Кстати говоря, я начну с самого просто вопроса. Он звучал много раз. Многие историки считают, что это – одна война, с перерывом. Не было бы Первой, не было бы и Второй. И что Вторая мировая война всеми корнями сидит в Первой мировой войне. Вы разделяете такое мнение?
Д.Прокофьев
―
Добрый вечер. Разделяю, но с большими оговорками. Если говорить точно, разбивают этот вопрос на три. Да, без Первой мировой войны не было бы событий Второй мировой. Да, тот опыт, который был накоплен в Первую мировую войну, это весь опыт и военный, и политический, и технологический, психологический опыт, опыт политиков сыграл огромную роль в развязывании Второй мировой войны. Но то, что Вторая мировая война была предопределена событиями Первой – нет, я с этим не согласен. Мир можно было сохранить.Но события пошли так, как они пошли. И, конечно, те политики, которые выходили из Первой мировой войны, они держали в уме возможность повторения.

____________________

Задание A
Ответьте на вопросы по фрагменту интервью о мировых войнах, каждый ответ давайте с новой строки с той же пометкой.
(i) Что, по словам задающего вопрос, считают многие историки о Первой и Второй мировых войнах?
(ii) На сколько вопросов, по словам Д. Прокофьева, разбивают этот вопрос?
(iii) Согласен ли Д. Прокофьев с тем, что Вторая мировая война была предопределена событиями Первой?
Текст и записи между собой никак не связаны.

Сохранённые записи данных
____________________

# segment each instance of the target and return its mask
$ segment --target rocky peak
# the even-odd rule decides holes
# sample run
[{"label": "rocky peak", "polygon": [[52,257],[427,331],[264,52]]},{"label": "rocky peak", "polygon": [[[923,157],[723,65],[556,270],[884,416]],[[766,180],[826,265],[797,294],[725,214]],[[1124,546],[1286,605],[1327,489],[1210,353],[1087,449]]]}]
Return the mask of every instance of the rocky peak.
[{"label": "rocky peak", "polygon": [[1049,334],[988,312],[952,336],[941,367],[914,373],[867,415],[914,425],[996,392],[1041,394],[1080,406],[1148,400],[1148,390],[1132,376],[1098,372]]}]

____________________

Задание B
Преобразуйте все строки приведённых выше записей в JSON-список строк, по одному элементу на каждую строку, пропустив пустые строки.

Решение A
(i) Многие историки считают, что это одна война с перерывом.
(ii) Этот вопрос разбивают на три.
(iii) Нет, не согласен: по его словам, мир можно было сохранить.

Решение B
[
  "# segment each instance of the target and return its mask",
  "$ segment --target rocky peak",
  "# the even-odd rule decides holes",
  "# sample run",
  "[{\"label\": \"rocky peak\", \"polygon\": [[52,257],[427,331],[264,52]]},{\"label\": \"rocky peak\", \"polygon\": [[[923,157],[723,65],[556,270],[884,416]],[[766,180],[826,265],[797,294],[725,214]],[[1124,546],[1286,605],[1327,489],[1210,353],[1087,449]]]}]",
  "Return the mask of every instance of the rocky peak.",
  "[{\"label\": \"rocky peak\", \"polygon\": [[1049,334],[988,312],[952,336],[941,367],[914,373],[867,415],[914,425],[996,392],[1041,394],[1080,406],[1148,400],[1148,390],[1132,376],[1098,372]]}]"
]